Your objective - Your answer should be the records below, written out exactly.

(Saved entries)
____
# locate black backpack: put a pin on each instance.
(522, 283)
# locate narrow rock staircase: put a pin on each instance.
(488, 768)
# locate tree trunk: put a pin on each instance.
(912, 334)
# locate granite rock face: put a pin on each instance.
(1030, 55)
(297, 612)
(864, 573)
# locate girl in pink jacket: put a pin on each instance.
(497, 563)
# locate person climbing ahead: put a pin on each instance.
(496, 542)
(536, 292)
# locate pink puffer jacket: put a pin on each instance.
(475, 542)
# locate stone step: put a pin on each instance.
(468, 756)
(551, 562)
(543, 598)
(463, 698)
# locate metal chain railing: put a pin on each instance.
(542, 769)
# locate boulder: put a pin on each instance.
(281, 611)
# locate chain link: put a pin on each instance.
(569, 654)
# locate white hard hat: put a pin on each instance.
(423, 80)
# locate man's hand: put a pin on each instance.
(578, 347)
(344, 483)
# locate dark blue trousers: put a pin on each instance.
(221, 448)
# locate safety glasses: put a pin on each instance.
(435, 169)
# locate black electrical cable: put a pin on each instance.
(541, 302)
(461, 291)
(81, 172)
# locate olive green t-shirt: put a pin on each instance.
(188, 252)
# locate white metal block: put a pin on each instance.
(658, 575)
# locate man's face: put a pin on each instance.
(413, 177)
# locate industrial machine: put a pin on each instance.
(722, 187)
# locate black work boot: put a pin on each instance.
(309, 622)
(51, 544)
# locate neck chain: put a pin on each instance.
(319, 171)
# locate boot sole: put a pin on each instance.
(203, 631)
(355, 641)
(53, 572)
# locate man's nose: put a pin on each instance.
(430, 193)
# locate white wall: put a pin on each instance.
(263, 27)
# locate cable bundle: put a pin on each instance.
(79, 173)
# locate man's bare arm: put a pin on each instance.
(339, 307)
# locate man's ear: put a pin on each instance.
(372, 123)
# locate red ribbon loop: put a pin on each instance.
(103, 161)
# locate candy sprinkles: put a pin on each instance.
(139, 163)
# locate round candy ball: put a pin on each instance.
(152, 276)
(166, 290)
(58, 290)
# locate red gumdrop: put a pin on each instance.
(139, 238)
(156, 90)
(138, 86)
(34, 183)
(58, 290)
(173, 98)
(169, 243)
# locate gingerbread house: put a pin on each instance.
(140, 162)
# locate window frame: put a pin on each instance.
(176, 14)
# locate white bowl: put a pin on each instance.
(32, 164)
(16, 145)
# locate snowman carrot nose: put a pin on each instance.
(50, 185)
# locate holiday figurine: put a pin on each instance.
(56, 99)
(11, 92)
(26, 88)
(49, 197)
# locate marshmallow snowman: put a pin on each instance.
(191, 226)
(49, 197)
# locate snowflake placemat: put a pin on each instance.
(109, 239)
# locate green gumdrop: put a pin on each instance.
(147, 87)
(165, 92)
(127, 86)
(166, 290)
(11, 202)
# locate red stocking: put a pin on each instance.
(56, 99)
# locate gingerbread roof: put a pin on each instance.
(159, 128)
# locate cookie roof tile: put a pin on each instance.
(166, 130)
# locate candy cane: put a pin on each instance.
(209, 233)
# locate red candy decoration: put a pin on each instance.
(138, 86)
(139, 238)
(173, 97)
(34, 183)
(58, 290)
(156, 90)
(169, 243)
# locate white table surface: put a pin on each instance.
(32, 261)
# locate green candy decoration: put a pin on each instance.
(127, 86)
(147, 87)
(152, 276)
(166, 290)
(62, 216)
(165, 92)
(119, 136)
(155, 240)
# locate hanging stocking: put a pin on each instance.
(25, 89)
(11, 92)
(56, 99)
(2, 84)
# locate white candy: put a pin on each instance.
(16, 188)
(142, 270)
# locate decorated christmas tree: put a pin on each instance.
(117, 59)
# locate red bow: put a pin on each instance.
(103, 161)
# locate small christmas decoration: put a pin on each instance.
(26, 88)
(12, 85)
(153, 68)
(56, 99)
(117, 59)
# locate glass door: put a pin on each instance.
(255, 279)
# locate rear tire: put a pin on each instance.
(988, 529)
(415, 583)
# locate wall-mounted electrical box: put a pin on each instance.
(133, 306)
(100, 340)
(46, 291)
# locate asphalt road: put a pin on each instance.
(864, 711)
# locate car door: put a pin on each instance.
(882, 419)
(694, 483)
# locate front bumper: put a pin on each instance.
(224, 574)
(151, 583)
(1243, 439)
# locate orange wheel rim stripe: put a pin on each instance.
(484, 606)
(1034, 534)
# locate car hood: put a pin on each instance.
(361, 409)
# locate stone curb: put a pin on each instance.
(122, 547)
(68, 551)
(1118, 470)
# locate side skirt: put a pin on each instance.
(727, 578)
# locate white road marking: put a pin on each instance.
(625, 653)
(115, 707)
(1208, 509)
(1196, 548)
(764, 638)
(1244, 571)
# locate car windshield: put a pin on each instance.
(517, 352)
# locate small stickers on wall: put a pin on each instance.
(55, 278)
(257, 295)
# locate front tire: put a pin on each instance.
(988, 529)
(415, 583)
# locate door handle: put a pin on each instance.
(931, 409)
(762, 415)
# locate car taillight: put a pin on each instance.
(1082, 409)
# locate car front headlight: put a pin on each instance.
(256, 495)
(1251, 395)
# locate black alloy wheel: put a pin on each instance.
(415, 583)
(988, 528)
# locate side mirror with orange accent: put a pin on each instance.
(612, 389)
____
Answer below -
# locate black backpack: put a pin on each instance.
(522, 283)
# locate narrow rock staircase: put a pin on each instance.
(488, 768)
# locate tree trunk: put a pin on each instance.
(912, 334)
# locate granite rock face: put a pin on each instance.
(1030, 55)
(297, 612)
(864, 573)
# locate girl in pink jacket: put a pin on each instance.
(497, 563)
# locate person climbing ahead: put a pin on each instance.
(496, 542)
(536, 292)
# locate pink puffer jacket: put a pin on each instance.
(475, 542)
# locate stone step: put a pin on each instance.
(468, 756)
(551, 562)
(543, 598)
(463, 698)
# locate metal chain railing: put a pin on each instance.
(542, 769)
# locate boulder: put a pin on each instance.
(281, 611)
# locate chain link: put a pin on each instance.
(569, 654)
# locate white hard hat: put a pin on each instance.
(423, 80)
# locate man's hand: put a pin on each instance.
(578, 347)
(344, 483)
# locate dark blue trousers: put a pin on each instance.
(221, 448)
# locate safety glasses: put a pin on each instance.
(435, 169)
# locate black electrical cable: put a pin on each instance.
(541, 302)
(461, 291)
(81, 172)
# locate olive green t-shirt: put a pin on each instance.
(188, 252)
# locate white metal block: put a pin on each instance.
(658, 575)
# locate man's face: put a pin on each instance.
(413, 177)
# locate industrial machine: put a pin on each instance.
(722, 187)
# locate black work boot: put a pin on each instance.
(309, 622)
(51, 544)
# locate neck chain: put a pin on each instance.
(319, 171)
# locate boot sole: put a pin on each instance.
(203, 631)
(355, 641)
(53, 572)
# locate man's nose: put a pin on each instance.
(430, 193)
# locate white wall: put a pin on each instance.
(263, 27)
# locate cable bundle: put a pin on each instance.
(79, 173)
# locate man's bare arm: put a pin on each instance.
(339, 307)
# locate man's ear: put a pin on each instance.
(372, 123)
# locate red ribbon loop: put a pin on each instance.
(103, 161)
# locate candy sprinkles: put a pin on each instance.
(139, 163)
# locate round candy ball: put a pin on each instance.
(152, 276)
(166, 290)
(58, 290)
# locate red gumdrop: put a pin on each instance.
(139, 238)
(156, 90)
(138, 86)
(34, 183)
(58, 290)
(173, 98)
(169, 243)
# locate gingerbread house: put a pin on each instance.
(140, 162)
# locate window frame: put a pin on each instance.
(176, 14)
# locate white bowl: put a pin on each instance.
(32, 164)
(16, 145)
# locate snowman carrot nose: put a pin on each instance.
(50, 185)
# locate holiday figurine: put a pin on each instance.
(56, 99)
(11, 92)
(26, 88)
(49, 197)
# locate marshmallow snowman: put a pin on each instance.
(191, 226)
(49, 197)
# locate snowflake placemat: put a pin on each instance.
(109, 239)
# locate green gumdrop: put a pin on each instance.
(147, 87)
(165, 92)
(127, 86)
(166, 290)
(11, 202)
# locate red stocking: put a pin on each instance.
(56, 99)
# locate gingerbread roof: put a pin on each instance.
(159, 128)
# locate cookie roof tile: put a pin on each instance.
(166, 130)
# locate candy cane: put a pin on each instance.
(209, 233)
# locate red candy decoration: put a pin on each instance.
(138, 86)
(139, 238)
(173, 97)
(34, 183)
(58, 290)
(156, 90)
(169, 243)
# locate white table surface: put a pin on each instance.
(32, 261)
# locate green candy decoration: put a pin on each instance.
(127, 86)
(147, 87)
(152, 276)
(166, 290)
(62, 216)
(165, 92)
(119, 136)
(155, 240)
# locate hanging stocking: put a pin on each instance.
(25, 89)
(11, 92)
(56, 99)
(2, 84)
# locate white candy: put a pin on each instance.
(16, 188)
(142, 270)
# locate decorated christmas tree: put a pin on each instance.
(117, 59)
# locate red bow: put a pin on each instance.
(103, 161)
# locate small christmas decoration: put a pin on each instance.
(26, 88)
(12, 85)
(153, 68)
(56, 99)
(117, 59)
# locate glass door: put a pin on each instance.
(255, 279)
# locate rear tire: put a pin on each instance.
(988, 529)
(415, 583)
# locate wall-mounted electrical box: put a pin on each instance.
(133, 306)
(100, 340)
(46, 291)
# locate asphalt road: put a pin on each instance.
(864, 711)
# locate car door: put a pin on each instance.
(882, 419)
(694, 483)
# locate front bumper: put a pin on each instance.
(224, 574)
(151, 583)
(1243, 439)
# locate orange wheel rim stripe: put a pin on each instance.
(484, 606)
(1034, 534)
# locate car hood: put a pin on each instance.
(361, 409)
# locate stone curb: put a pin on each instance.
(122, 547)
(68, 551)
(1118, 470)
# locate side skirt: put a pin on each instance.
(727, 578)
# locate white road marking: put a pin on each instance.
(625, 653)
(115, 707)
(1208, 509)
(1196, 548)
(764, 638)
(1244, 571)
# locate car windshield: put a pin on each instance.
(517, 352)
# locate small stickers on wall: put a pin on each instance.
(55, 278)
(257, 295)
# locate front tire: put a pin on each instance.
(988, 529)
(415, 583)
# locate door handle: put a pin on each instance.
(931, 409)
(762, 415)
# locate car taillight: put a pin on each instance.
(1082, 409)
# locate car front headlight: put a pin on each instance.
(256, 495)
(1251, 395)
# locate black alloy wheel: put a pin on each instance.
(415, 583)
(988, 528)
# locate side mirror with orange accent: put a pin on each instance.
(612, 389)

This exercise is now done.